Write each line of the material below as one string in a JSON list, skipping blank lines and leaving out the pictures.

[Saved data entries]
┏━━
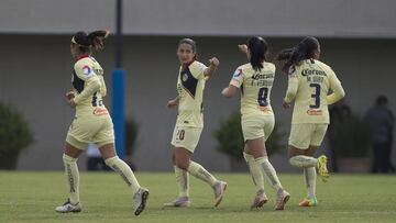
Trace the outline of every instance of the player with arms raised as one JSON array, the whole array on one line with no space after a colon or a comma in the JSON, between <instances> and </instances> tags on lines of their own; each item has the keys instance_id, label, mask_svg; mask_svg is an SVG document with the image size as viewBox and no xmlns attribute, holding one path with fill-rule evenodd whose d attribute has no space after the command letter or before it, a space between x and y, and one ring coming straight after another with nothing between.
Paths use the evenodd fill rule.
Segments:
<instances>
[{"instance_id":1,"label":"player with arms raised","mask_svg":"<svg viewBox=\"0 0 396 223\"><path fill-rule=\"evenodd\" d=\"M321 155L315 158L314 154L330 123L328 105L345 94L334 71L319 62L319 56L318 40L306 37L296 47L282 51L277 57L278 60L286 60L283 70L288 74L288 88L283 105L287 109L295 101L289 161L293 166L304 168L308 196L299 203L300 207L318 204L316 168L323 181L329 178L327 157Z\"/></svg>"},{"instance_id":2,"label":"player with arms raised","mask_svg":"<svg viewBox=\"0 0 396 223\"><path fill-rule=\"evenodd\" d=\"M209 67L196 60L195 41L183 38L178 43L177 57L180 68L177 77L178 96L168 101L168 108L178 107L178 115L172 138L172 160L175 168L179 197L165 207L189 207L189 174L207 182L215 192L215 207L219 205L227 182L216 179L201 165L190 160L204 127L202 98L206 81L215 74L219 60L213 57Z\"/></svg>"}]
</instances>

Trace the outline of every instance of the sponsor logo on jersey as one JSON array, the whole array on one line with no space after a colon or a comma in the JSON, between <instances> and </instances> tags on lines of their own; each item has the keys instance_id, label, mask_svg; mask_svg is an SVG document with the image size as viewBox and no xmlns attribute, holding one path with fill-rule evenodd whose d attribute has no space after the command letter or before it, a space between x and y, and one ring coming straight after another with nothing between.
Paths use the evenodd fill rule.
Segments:
<instances>
[{"instance_id":1,"label":"sponsor logo on jersey","mask_svg":"<svg viewBox=\"0 0 396 223\"><path fill-rule=\"evenodd\" d=\"M188 75L187 75L187 74L184 74L183 77L182 77L182 80L183 80L184 82L186 82L186 81L188 80Z\"/></svg>"},{"instance_id":2,"label":"sponsor logo on jersey","mask_svg":"<svg viewBox=\"0 0 396 223\"><path fill-rule=\"evenodd\" d=\"M105 108L96 108L94 110L94 114L97 115L97 116L100 116L100 115L105 115L105 114L108 114L109 111Z\"/></svg>"},{"instance_id":3,"label":"sponsor logo on jersey","mask_svg":"<svg viewBox=\"0 0 396 223\"><path fill-rule=\"evenodd\" d=\"M322 112L322 110L321 109L309 109L309 110L307 110L307 114L308 115L322 115L323 114L323 112Z\"/></svg>"},{"instance_id":4,"label":"sponsor logo on jersey","mask_svg":"<svg viewBox=\"0 0 396 223\"><path fill-rule=\"evenodd\" d=\"M305 76L310 76L310 75L327 76L323 70L318 70L318 69L302 69L301 75L304 77Z\"/></svg>"},{"instance_id":5,"label":"sponsor logo on jersey","mask_svg":"<svg viewBox=\"0 0 396 223\"><path fill-rule=\"evenodd\" d=\"M82 73L84 73L84 75L87 76L87 77L94 75L92 69L91 69L89 66L87 66L87 65L82 67Z\"/></svg>"}]
</instances>

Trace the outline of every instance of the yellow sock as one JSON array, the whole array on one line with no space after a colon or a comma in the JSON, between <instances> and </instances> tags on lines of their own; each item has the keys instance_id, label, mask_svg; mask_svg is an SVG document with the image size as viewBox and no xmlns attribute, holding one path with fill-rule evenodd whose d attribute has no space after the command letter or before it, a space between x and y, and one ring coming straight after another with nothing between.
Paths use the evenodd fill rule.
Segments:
┗━━
▸ The response:
[
  "Trace the outline of every instance of the player with arms raised as one JSON array, the whole array on one line with no space after a colon or a comma in the JSON, between <instances> and </instances> tags on lines of their own; each item has the keys instance_id, label, mask_svg; mask_svg is an SVG document with the image size as viewBox and no xmlns attribute, holding one path with fill-rule evenodd whose d attribute has no space after the command letter or before it, a space between x and y, and one ring coming straight after another with nothing between.",
  "Paths use the evenodd fill rule.",
  "Segments:",
  "<instances>",
  "[{\"instance_id\":1,\"label\":\"player with arms raised\",\"mask_svg\":\"<svg viewBox=\\\"0 0 396 223\\\"><path fill-rule=\\\"evenodd\\\" d=\\\"M321 155L315 158L314 154L330 123L328 105L345 94L334 71L319 62L319 56L318 40L306 37L296 47L282 51L277 57L278 60L286 60L283 70L288 74L288 88L283 105L287 109L295 101L289 161L293 166L304 168L308 196L299 203L300 207L318 204L316 168L323 181L329 178L327 157Z\\\"/></svg>\"},{\"instance_id\":2,\"label\":\"player with arms raised\",\"mask_svg\":\"<svg viewBox=\\\"0 0 396 223\\\"><path fill-rule=\\\"evenodd\\\" d=\\\"M209 67L196 60L195 41L183 38L178 43L177 57L180 68L177 77L178 96L168 101L168 108L178 107L178 115L172 138L172 160L175 168L179 197L165 207L189 207L189 174L207 182L215 192L215 207L219 205L227 182L216 179L201 165L190 160L204 127L202 98L206 81L215 74L219 60L213 57Z\\\"/></svg>\"}]",
  "</instances>",
  "Trace the outline of every instance of the sponsor logo on jersey as one JSON array, the whole array on one line with no space after a colon or a comma in the JSON, between <instances> and </instances> tags on lines of their own; each item has the keys instance_id, label, mask_svg; mask_svg is an SVG document with the image size as viewBox and no xmlns attribute, holding one path with fill-rule evenodd whose d attribute has no space after the command letter or before it, a space between x and y, and one ring coming straight after another with nothing between.",
  "Paths use the evenodd fill rule.",
  "Segments:",
  "<instances>",
  "[{\"instance_id\":1,\"label\":\"sponsor logo on jersey\",\"mask_svg\":\"<svg viewBox=\\\"0 0 396 223\\\"><path fill-rule=\\\"evenodd\\\" d=\\\"M188 75L187 75L187 74L184 74L183 77L182 77L182 80L183 80L184 82L186 82L186 81L188 80Z\\\"/></svg>\"},{\"instance_id\":2,\"label\":\"sponsor logo on jersey\",\"mask_svg\":\"<svg viewBox=\\\"0 0 396 223\\\"><path fill-rule=\\\"evenodd\\\" d=\\\"M105 108L96 108L94 110L94 114L97 115L97 116L100 116L100 115L105 115L105 114L108 114L109 111Z\\\"/></svg>\"},{\"instance_id\":3,\"label\":\"sponsor logo on jersey\",\"mask_svg\":\"<svg viewBox=\\\"0 0 396 223\\\"><path fill-rule=\\\"evenodd\\\" d=\\\"M322 112L322 110L321 109L309 109L309 110L307 110L307 114L308 115L322 115L323 114L323 112Z\\\"/></svg>\"},{\"instance_id\":4,\"label\":\"sponsor logo on jersey\",\"mask_svg\":\"<svg viewBox=\\\"0 0 396 223\\\"><path fill-rule=\\\"evenodd\\\" d=\\\"M305 76L310 76L310 75L327 76L323 70L318 70L318 69L302 69L301 75L304 77Z\\\"/></svg>\"},{\"instance_id\":5,\"label\":\"sponsor logo on jersey\",\"mask_svg\":\"<svg viewBox=\\\"0 0 396 223\\\"><path fill-rule=\\\"evenodd\\\" d=\\\"M82 73L84 73L84 75L87 76L87 77L94 75L92 69L91 69L89 66L87 66L87 65L82 67Z\\\"/></svg>\"}]",
  "</instances>",
  "Trace the outline of every instance of the yellow sock as one JSON array, the whole array on one line with no space after a colon or a comma in the JSON, between <instances> and </instances> tags on lines of their own; each item has the keys instance_id, label, mask_svg; mask_svg is an SVG document with the image size as viewBox and no xmlns attribute, holding one path with fill-rule evenodd whose d attribute has no space after the command letter or before it, a space between x and y, and one ring coming straight after another with nothing between.",
  "Paths use the evenodd fill rule.",
  "Segments:"
]